Answer the following questions using the passage on sunflowers below.
(a) What position does Kathy Squiers hold?
(b) How many different kinds of florets make up what appears to be a single sunflower?
(c) How many seeds does each ovary in the central disk contain?

_SUPPLIED PASSAGE_:
============================================================

Sunflowers are big and sassy, sporting heads that look like cheerful children’s drawings of the sun. They punctuate informal gardens with pizzazz and add shine to the landscape.

At a casual glance, the common sunflower seems simple. Look closer, though, and you’ll see that what appears to be a single flower is actually a collection of smaller flowers, or florets–two different kinds of them. Kathy Squiers, horticulturist for Washtenaw County parks, and Mike Palmer, horticulturist at the U-M’s Matthaei Botanical Gardens, educated us about these “composite” flowers.

The big disk in the center is composed of numerous tiny flowers, each complete with pistil, stamen, and the other anatomical features of flowers. Each little flower has an ovary, and each ovary has a single seed. These seeds have been a significant food crop in North America since long before Columbus.

============================================================

Stored records:
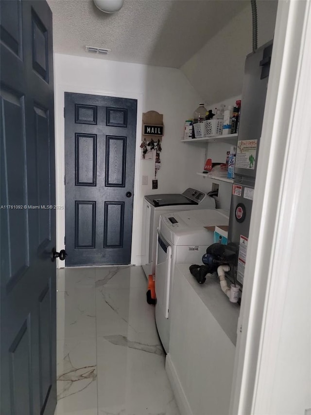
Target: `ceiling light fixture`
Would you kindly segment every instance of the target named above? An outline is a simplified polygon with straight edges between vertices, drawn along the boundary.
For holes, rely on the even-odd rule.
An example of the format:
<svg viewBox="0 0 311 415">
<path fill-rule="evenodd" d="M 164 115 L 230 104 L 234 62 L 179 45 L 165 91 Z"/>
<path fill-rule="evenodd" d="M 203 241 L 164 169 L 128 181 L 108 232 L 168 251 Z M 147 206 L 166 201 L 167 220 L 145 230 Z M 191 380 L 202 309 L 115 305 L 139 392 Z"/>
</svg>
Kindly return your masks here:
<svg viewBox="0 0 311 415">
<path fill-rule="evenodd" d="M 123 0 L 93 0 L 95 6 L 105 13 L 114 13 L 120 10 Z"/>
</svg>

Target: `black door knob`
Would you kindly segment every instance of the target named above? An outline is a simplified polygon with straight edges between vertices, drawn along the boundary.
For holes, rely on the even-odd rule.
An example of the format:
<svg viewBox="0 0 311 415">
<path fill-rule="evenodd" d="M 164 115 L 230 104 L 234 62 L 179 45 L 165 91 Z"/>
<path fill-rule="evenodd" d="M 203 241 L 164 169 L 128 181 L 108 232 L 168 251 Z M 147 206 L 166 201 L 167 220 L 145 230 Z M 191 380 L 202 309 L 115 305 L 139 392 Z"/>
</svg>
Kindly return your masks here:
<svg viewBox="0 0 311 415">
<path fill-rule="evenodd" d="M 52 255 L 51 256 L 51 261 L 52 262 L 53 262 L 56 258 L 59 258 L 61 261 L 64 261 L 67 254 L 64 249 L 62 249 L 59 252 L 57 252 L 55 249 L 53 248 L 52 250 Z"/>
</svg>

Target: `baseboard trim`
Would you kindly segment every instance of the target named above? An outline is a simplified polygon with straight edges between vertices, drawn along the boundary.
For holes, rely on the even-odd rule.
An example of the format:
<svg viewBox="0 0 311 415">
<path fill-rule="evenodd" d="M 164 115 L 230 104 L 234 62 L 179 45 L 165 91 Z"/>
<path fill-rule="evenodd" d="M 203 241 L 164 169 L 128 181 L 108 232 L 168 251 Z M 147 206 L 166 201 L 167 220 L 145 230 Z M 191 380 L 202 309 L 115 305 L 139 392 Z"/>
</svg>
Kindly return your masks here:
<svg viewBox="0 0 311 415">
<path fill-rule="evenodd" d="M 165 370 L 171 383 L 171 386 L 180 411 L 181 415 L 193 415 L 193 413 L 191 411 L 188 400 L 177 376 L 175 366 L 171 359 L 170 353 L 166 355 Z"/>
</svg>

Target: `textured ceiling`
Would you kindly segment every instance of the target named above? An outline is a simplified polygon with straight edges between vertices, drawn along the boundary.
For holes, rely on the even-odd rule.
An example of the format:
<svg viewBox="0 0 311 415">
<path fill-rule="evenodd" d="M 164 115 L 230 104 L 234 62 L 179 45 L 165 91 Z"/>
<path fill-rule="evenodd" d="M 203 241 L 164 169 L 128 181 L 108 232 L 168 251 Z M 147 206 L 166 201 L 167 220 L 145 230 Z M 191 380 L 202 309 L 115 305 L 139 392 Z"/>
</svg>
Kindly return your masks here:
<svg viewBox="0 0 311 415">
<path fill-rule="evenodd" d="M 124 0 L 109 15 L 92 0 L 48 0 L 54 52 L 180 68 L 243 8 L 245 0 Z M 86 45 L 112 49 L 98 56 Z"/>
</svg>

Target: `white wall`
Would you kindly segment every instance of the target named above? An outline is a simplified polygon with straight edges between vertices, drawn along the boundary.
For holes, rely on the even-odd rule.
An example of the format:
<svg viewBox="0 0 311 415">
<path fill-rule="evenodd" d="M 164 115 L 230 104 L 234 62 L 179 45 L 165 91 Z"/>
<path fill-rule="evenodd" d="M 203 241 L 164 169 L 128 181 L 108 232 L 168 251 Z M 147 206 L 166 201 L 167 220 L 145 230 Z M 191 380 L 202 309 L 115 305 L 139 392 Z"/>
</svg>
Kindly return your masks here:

============================================================

_PROBLEM SOLUTION_:
(a) She is the horticulturist for Washtenaw County parks.
(b) Two.
(c) A single seed.